**Brief**: When you reach the line containing "dark storm cloud." in the data below, begin returning lines exactly as written, and stop once the line containing "the utility pole." has been returned.

# # # # #

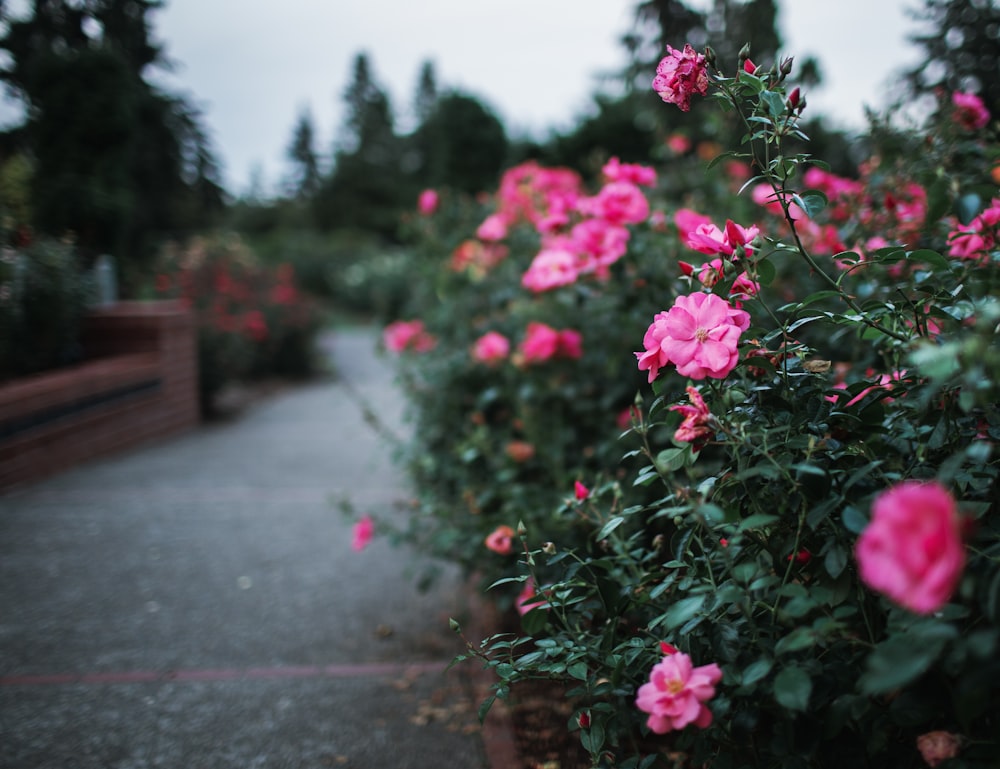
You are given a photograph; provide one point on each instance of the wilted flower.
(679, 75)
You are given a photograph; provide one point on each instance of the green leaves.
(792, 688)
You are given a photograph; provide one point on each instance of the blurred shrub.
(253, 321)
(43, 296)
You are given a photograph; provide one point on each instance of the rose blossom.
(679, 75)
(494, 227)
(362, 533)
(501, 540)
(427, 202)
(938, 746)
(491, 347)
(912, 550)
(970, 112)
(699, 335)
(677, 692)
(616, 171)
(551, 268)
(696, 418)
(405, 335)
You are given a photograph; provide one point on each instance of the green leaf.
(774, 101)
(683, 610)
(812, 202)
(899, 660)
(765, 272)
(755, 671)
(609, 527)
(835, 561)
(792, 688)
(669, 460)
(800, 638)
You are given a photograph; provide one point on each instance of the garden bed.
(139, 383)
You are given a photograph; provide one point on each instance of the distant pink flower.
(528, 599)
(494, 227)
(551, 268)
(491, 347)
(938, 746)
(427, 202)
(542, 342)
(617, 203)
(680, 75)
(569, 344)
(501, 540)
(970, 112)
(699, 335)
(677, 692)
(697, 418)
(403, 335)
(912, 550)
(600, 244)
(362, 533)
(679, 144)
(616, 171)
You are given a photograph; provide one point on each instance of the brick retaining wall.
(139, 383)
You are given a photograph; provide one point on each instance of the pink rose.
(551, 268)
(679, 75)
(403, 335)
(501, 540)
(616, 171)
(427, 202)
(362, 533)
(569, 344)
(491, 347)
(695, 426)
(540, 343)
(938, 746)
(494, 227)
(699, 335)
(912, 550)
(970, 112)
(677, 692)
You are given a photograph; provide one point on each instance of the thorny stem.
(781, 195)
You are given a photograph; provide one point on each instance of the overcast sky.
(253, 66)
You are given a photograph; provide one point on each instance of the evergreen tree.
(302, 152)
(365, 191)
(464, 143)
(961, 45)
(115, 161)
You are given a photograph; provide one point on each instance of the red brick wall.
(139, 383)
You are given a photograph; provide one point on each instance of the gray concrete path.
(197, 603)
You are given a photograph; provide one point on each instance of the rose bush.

# # # # #

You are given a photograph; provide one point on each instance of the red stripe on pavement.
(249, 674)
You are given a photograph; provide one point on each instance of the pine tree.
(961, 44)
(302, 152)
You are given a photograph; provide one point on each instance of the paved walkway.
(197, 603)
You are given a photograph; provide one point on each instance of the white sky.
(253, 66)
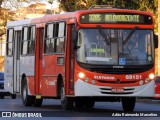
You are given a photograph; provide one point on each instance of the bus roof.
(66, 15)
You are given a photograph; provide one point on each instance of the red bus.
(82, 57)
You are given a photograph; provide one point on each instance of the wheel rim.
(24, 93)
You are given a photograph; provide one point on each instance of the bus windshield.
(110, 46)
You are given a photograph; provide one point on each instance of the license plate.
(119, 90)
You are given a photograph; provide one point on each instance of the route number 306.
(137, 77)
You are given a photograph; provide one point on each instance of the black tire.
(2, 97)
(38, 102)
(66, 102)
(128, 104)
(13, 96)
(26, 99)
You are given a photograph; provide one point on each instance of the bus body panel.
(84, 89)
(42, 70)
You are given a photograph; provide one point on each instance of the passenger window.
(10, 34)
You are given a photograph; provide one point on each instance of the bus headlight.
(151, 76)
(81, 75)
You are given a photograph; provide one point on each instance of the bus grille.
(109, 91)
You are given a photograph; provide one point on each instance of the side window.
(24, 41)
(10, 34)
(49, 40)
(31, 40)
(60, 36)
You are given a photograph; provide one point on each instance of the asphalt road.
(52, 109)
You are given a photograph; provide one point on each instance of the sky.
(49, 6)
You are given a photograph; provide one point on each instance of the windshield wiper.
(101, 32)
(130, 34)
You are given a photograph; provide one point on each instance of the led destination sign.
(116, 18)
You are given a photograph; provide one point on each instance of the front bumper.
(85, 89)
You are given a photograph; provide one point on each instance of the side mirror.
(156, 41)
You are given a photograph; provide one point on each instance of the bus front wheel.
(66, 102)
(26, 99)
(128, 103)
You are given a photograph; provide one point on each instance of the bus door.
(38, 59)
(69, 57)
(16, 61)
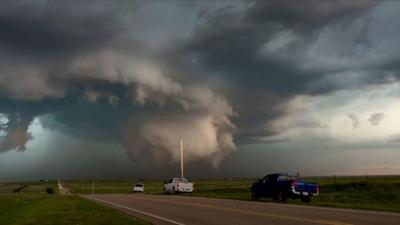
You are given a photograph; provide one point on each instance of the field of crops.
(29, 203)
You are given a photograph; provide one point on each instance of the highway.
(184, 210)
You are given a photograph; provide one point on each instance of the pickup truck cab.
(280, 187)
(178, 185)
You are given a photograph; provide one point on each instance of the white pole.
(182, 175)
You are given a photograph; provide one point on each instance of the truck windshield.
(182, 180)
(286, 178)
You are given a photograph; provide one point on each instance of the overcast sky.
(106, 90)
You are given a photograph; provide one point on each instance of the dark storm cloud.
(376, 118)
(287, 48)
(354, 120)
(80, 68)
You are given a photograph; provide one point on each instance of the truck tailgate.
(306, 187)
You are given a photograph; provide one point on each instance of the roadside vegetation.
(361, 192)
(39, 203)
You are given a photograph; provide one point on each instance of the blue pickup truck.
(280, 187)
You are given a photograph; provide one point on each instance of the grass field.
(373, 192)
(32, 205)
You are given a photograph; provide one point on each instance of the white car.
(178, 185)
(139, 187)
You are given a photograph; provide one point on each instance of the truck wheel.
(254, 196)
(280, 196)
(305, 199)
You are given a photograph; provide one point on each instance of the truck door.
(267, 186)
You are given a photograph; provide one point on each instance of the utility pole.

# # # # #

**Exercise result**:
You are given a photograph; provide one point on each instance of the dark storm cloud.
(376, 118)
(287, 48)
(354, 120)
(80, 68)
You are given a photograph; provide one point on each instance of the truck tailgate.
(306, 187)
You are given a photograph; provide one point on each instance of the roadside vegetation.
(361, 192)
(39, 203)
You are given a photograph; provide one point on each instance of the blue pickup truck.
(280, 187)
You are given a photograph; provide one point on each instance of the grass field.
(373, 192)
(32, 205)
You are given a photograph; provide one point on each instance of the white car.
(178, 185)
(139, 187)
You are given a photograph; provide one point on each instance of the truck wheel.
(254, 196)
(280, 196)
(305, 199)
You are given a photograph; provide one point on each instance of the truck door.
(267, 186)
You are given a photograph; provide one point on each instance of the utility pole.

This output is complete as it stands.